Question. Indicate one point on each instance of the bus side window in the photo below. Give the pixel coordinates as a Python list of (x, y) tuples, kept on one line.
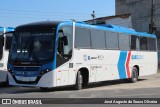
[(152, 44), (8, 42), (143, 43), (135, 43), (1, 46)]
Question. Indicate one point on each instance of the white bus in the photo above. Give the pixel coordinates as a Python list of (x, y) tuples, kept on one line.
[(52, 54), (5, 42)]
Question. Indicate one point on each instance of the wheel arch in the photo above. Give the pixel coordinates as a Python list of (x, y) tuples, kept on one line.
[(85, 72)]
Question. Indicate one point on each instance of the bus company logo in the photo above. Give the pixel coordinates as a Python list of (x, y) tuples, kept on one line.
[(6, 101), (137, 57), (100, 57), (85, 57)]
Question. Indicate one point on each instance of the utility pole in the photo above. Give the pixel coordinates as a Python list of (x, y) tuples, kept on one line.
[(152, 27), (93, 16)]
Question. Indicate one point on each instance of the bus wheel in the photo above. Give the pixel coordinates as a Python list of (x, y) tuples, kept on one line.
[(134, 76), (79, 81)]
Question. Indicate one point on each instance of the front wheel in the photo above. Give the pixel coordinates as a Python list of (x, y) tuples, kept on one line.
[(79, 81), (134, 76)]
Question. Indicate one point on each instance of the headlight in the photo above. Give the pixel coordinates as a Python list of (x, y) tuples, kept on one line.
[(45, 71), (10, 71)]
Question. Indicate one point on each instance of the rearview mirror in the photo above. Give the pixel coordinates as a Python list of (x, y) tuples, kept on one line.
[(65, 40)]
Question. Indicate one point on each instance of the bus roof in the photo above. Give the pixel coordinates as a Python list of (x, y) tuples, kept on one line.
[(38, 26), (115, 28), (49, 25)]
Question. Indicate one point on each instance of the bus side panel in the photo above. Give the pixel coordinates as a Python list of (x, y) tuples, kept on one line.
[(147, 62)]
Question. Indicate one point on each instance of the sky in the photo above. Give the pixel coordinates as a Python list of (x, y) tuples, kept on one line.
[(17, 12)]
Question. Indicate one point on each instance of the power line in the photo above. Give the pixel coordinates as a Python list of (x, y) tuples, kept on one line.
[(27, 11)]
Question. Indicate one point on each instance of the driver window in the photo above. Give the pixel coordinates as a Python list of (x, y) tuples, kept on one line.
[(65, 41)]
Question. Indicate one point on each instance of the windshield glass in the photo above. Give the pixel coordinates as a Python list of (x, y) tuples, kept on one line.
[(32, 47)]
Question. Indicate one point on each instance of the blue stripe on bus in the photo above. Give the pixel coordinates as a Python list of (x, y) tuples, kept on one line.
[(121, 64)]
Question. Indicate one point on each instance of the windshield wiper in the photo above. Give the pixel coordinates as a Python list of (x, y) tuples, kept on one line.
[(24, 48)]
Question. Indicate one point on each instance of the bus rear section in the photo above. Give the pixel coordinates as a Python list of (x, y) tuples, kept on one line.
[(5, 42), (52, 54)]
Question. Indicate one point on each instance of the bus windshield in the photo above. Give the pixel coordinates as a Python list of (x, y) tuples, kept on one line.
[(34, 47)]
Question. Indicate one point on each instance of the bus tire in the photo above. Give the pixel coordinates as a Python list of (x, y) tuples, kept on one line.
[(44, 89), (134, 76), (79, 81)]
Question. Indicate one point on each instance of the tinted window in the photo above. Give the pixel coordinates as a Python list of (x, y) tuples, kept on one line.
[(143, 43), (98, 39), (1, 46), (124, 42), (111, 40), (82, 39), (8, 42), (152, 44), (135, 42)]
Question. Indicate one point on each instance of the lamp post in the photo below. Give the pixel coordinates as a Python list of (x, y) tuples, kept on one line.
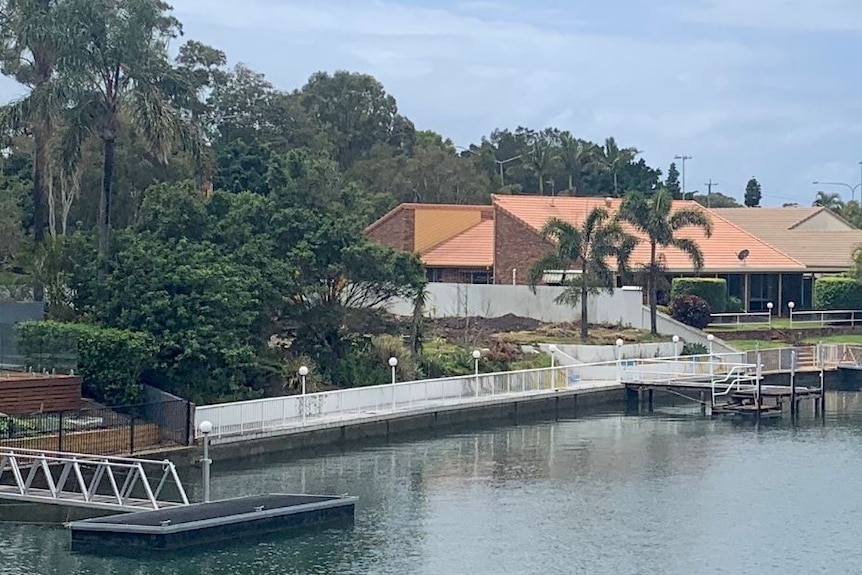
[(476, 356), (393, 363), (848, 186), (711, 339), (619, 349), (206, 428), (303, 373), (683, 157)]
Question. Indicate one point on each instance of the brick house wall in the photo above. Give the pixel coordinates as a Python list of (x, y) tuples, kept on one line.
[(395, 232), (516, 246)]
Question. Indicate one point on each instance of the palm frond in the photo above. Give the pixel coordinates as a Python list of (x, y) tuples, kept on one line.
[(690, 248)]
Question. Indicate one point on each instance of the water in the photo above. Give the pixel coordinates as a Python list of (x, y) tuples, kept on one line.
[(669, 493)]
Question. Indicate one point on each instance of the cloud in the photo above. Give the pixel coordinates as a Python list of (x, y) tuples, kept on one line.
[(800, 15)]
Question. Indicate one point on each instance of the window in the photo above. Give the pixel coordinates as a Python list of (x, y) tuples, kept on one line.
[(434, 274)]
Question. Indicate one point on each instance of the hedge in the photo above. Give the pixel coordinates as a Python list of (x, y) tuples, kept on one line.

EXERCISE DIRECTIONS :: Render each line of the items above as a JSON list of strings, one string per line, with blank lines omitted. Leave the pictures out of the answer.

ANSWER ::
[
  "Question. Indicate one point on each instance of the bus side window in the photo below. Give the pixel coordinates as a Python list of (x, y) tuples, kept on one line.",
  "[(152, 44), (8, 42), (143, 43), (135, 43), (1, 46)]",
  "Question. Indicate one point on each instance of the white bus in the photo above. Give the pixel coordinates as a Python list of (x, y) tuples, kept on one line.",
  "[(52, 54), (5, 42)]",
  "Question. Indicate one point on each instance of the wheel arch in the photo above. Give the pixel coordinates as a Python list of (x, y) tuples, kept on one line.",
  "[(85, 72)]",
  "Question. Indicate one point on each instance of the bus company logo in the photo above. Give the pixel coordinates as a Python list of (x, y) tuples, kept on one line.",
  "[(6, 101), (137, 57), (100, 57), (85, 57)]",
  "Question. Indicate one point on each instance of the utility pole in the photo above. Give the pixel coordinates as a Python list of (x, y) tuples, kept on one line.",
  "[(152, 27), (93, 16)]",
  "Question. Indicate one point on each instance of the bus wheel in the photo above. Give the pixel coordinates as a Python list of (x, y) tuples, kept on one line.",
  "[(134, 76), (79, 81)]",
  "Question. Indicate one point on each instance of the front wheel in the photo above. Give the pixel coordinates as a Python list of (x, y) tuples, kept on one line.",
  "[(79, 81), (134, 76)]",
  "Question. Indicate one point on each instance of the headlight in the photo above. Give the pixel coordinates as a Python list of (x, y) tuples, kept on one line.",
  "[(45, 71), (10, 71)]",
  "Question. Indicate one point on each instance of the rearview mirror in the photo above. Give the pixel coordinates as a Python list of (x, y) tuples, kept on one line.",
  "[(65, 40)]",
  "Question. Indicate one point on each instance of the bus roof in the photo above. Give the pixel coordinates as a Python list of (x, y) tuples, kept on one line.",
  "[(38, 26), (115, 28), (49, 25)]",
  "Question. Indicate one point on each instance of the bus side panel in the photo above. Give the pixel coordinates as a Python list of (x, y) tuples, kept on one line.",
  "[(147, 62)]",
  "Question. Indicate one point on each instance of the sky in the photo above. Give the pixel coordinates as a Python list of (x, y) tuples, kept on one line.",
  "[(17, 12)]",
  "Question. Indicate one point on each instance of the power line in the photo above. Give the pixel coordinates as a Python list of (x, y) tuples, kept on one line.",
  "[(27, 11)]",
  "Question. Indicate one point on each instance of the driver window in the photo above. Give the pixel coordinates as a Python list of (x, y) tuples, kept on one line.",
  "[(65, 41)]",
  "Question. Indicate one point on each instance of the windshield glass in the photo above. Give the pixel coordinates as a Python list of (x, y) tuples, kept on one line.",
  "[(32, 47)]",
  "Question. Indicate one point on each instance of the blue stripe on bus in the photo above. Give the pixel coordinates as a Python list of (x, y) tuples, kept on one line.",
  "[(121, 64)]",
  "Question. Indicate one point on each instance of the windshield wiper in the photo above. Give the pixel coordinates as a Python list of (x, y) tuples, kept on one line.",
  "[(24, 48)]",
  "Question. Indicate one point on each instance of the bus rear section in the photo above. Give the pixel coordinates as a Python list of (x, y) tuples, kept on one line.",
  "[(5, 42), (52, 54)]",
  "Question. Indicate one point on each instance of the bus windshield in the photo above. Give the pixel coordinates as a Python list of (x, y) tuples, kept on one line.",
  "[(34, 47)]",
  "Question. Indicate one point on each instance of the bus tire in the photo above. Give the pixel coordinates as a Python list of (x, y) tuples, kept on one line.",
  "[(44, 89), (134, 76), (79, 81)]",
  "Question. Indicate one point on each instance of the tinted window in the photo above. Give the pixel coordinates as a Python list of (x, y) tuples, kept on one line.",
  "[(143, 43), (98, 39), (1, 46), (124, 42), (111, 40), (82, 39), (8, 42), (152, 44), (135, 42)]",
  "Question. Indicate one point on each instance of the lamp post in the photo below. Give the pixel coordinates as a Python list of (x, y) tuples, kept on one line.",
  "[(476, 356), (393, 363), (848, 186), (711, 339), (619, 349), (206, 428), (303, 373), (683, 157)]",
  "Question. Indicate one point on each instance of the brick house wall in the photo above. Give the pixel coordinates as a Python list of (x, y) tuples, kept on one line.",
  "[(395, 232), (516, 246)]",
  "Question. Indicate one point on each instance of the palm frond in the photo above. Give the pixel coordinates as a Python list of (x, y) tuples, kept on one line.",
  "[(690, 248)]",
  "Question. Indicate one point on each instance of the water in the photo above. Give the pixel coordinates as a Python list of (x, y) tuples, kept on one line.",
  "[(669, 493)]",
  "Question. Indicate one point on each instance of the cloud in the photo above. Give the pixel coordinates as a Python list of (x, y) tuples, kept on one line.",
  "[(800, 15)]",
  "Question. Indicate one point on each instance of the window in the photo above. Give the pixel coordinates as a Python list of (x, y) tuples, kept on one line.",
  "[(434, 274)]",
  "Question. Indicate one point on each instance of the hedge in the photo above. Give the pixel coordinates as a Python list of (x, y) tuples, kept on one line."
]